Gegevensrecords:

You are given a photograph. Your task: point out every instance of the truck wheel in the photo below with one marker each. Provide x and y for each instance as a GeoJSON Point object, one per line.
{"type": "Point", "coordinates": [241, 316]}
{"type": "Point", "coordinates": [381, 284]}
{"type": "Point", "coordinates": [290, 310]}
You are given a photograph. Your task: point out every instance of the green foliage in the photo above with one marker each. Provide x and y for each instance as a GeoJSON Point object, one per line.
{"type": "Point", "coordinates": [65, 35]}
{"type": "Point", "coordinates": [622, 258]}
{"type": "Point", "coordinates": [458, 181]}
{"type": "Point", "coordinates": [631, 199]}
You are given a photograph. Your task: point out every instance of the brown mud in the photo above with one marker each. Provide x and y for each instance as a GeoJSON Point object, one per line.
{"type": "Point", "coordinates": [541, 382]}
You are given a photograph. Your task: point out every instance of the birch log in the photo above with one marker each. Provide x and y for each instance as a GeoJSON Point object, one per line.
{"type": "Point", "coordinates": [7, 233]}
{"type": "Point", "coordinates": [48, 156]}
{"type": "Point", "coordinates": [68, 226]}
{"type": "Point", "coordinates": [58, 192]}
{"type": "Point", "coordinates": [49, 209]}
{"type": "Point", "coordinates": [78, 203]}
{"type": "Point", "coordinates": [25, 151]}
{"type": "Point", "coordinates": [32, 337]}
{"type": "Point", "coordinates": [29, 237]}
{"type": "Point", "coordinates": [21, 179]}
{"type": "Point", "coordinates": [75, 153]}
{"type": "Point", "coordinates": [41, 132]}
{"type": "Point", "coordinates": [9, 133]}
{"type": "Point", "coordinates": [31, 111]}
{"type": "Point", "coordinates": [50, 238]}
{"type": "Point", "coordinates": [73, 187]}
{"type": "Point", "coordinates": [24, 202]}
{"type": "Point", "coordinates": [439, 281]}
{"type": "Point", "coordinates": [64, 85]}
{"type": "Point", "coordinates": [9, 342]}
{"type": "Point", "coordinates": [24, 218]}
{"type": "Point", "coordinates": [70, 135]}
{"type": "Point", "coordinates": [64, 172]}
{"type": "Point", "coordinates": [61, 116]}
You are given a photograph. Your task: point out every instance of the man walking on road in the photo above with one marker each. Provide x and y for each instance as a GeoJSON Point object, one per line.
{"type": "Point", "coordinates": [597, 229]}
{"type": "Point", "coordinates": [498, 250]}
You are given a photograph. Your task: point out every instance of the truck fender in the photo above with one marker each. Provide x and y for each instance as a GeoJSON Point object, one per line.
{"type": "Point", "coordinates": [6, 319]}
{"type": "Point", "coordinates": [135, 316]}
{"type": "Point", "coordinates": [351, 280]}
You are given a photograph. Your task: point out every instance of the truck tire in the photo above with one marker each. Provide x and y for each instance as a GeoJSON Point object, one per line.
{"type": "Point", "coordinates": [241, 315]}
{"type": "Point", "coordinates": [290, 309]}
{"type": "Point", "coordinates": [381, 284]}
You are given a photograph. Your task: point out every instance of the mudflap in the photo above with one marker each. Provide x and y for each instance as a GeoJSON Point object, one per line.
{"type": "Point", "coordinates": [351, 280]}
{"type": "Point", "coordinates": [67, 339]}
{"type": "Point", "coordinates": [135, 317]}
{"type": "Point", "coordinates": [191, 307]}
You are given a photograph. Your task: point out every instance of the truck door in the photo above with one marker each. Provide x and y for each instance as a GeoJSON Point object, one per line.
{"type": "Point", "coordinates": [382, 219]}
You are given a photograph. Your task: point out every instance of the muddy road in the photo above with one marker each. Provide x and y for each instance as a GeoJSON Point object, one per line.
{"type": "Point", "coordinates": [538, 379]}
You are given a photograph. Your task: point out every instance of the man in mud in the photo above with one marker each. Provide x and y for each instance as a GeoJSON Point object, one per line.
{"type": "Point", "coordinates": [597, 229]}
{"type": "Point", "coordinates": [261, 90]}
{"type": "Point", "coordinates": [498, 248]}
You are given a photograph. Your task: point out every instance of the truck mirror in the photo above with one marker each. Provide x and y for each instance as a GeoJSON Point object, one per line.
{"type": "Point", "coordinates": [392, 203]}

JOUW OPDRACHT: Kun je al het materiaal hierboven regel voor regel letterlijk opnieuw weergeven, zonder iets te veranderen?

RESULTAAT HIERONDER:
You are given a photograph. Your task: point out every instance of the truck wheel in the photo below with one marker each. Provide x and y for each instance as a GeoJSON Point object, one per line.
{"type": "Point", "coordinates": [241, 316]}
{"type": "Point", "coordinates": [381, 284]}
{"type": "Point", "coordinates": [290, 310]}
You are given a photograph. Your task: point out every instance of the green foliage in the photo above with one marker each. Provide x and y for each instance as a GeoJSON Point object, one per line.
{"type": "Point", "coordinates": [65, 35]}
{"type": "Point", "coordinates": [622, 258]}
{"type": "Point", "coordinates": [458, 181]}
{"type": "Point", "coordinates": [631, 199]}
You are given a photograph. Your task: point out every instance of the brown mud in the photo above with one marker each. Provide x and y for each instance as a GeoJSON Point object, one per line.
{"type": "Point", "coordinates": [541, 382]}
You are given a photograph. Your task: point out every instance of the birch log in the photo above with one marker each. Provide x and y for each instance as a GeoJSON Point object, one per line.
{"type": "Point", "coordinates": [7, 233]}
{"type": "Point", "coordinates": [48, 156]}
{"type": "Point", "coordinates": [68, 226]}
{"type": "Point", "coordinates": [58, 192]}
{"type": "Point", "coordinates": [49, 209]}
{"type": "Point", "coordinates": [78, 203]}
{"type": "Point", "coordinates": [25, 151]}
{"type": "Point", "coordinates": [32, 337]}
{"type": "Point", "coordinates": [29, 237]}
{"type": "Point", "coordinates": [21, 179]}
{"type": "Point", "coordinates": [75, 153]}
{"type": "Point", "coordinates": [41, 132]}
{"type": "Point", "coordinates": [9, 133]}
{"type": "Point", "coordinates": [31, 111]}
{"type": "Point", "coordinates": [50, 238]}
{"type": "Point", "coordinates": [73, 187]}
{"type": "Point", "coordinates": [24, 202]}
{"type": "Point", "coordinates": [439, 281]}
{"type": "Point", "coordinates": [64, 85]}
{"type": "Point", "coordinates": [9, 342]}
{"type": "Point", "coordinates": [24, 218]}
{"type": "Point", "coordinates": [70, 135]}
{"type": "Point", "coordinates": [64, 172]}
{"type": "Point", "coordinates": [61, 116]}
You are given a photograph. Your task: point out every instance of the man walking on road in the photo above with one marker each. Provide x and y for each instance as a GeoJSON Point object, one per line.
{"type": "Point", "coordinates": [597, 229]}
{"type": "Point", "coordinates": [498, 250]}
You are given a photograph. Your task: point out every instance of the truck fender in the photo above with one marker each. Provide x and y for each instance as a GeoJSON Point object, one per line.
{"type": "Point", "coordinates": [6, 319]}
{"type": "Point", "coordinates": [135, 316]}
{"type": "Point", "coordinates": [351, 280]}
You are given a photograph. Your task: point out every instance of the truck tire in the photo above with one marker each. Provide x and y for each instance as a GeoJSON Point object, one per line.
{"type": "Point", "coordinates": [241, 315]}
{"type": "Point", "coordinates": [290, 309]}
{"type": "Point", "coordinates": [381, 284]}
You are given a photograph. Your task: point out every instance of the mudflap in the photo above with one marker each. Provide x and y for each instance as a GeoJSON Point object, one per line.
{"type": "Point", "coordinates": [351, 280]}
{"type": "Point", "coordinates": [67, 339]}
{"type": "Point", "coordinates": [135, 317]}
{"type": "Point", "coordinates": [191, 307]}
You are given a photograph. Your task: point out every instance of the truck door in the photo above with one marker each. Provide x and y for each instance as a GeoJSON Point object, one per line.
{"type": "Point", "coordinates": [382, 219]}
You are given a photograph. Your task: point out every instance of the muddy road in the photo above with one marker each. Provide x and y for each instance as a GeoJSON Point object, one per line.
{"type": "Point", "coordinates": [538, 379]}
You are given a photograph. Your task: point out every instance of the man in mud in the photo above with one marker each. Provide x and y for each instance as a GeoJSON Point object, one per line.
{"type": "Point", "coordinates": [597, 229]}
{"type": "Point", "coordinates": [261, 90]}
{"type": "Point", "coordinates": [498, 248]}
You are given a photograph. Your task: point out every instance of the truck mirror in the photo above with one marker each. Provide x and y for each instance as a GeoJSON Point object, one per line.
{"type": "Point", "coordinates": [392, 203]}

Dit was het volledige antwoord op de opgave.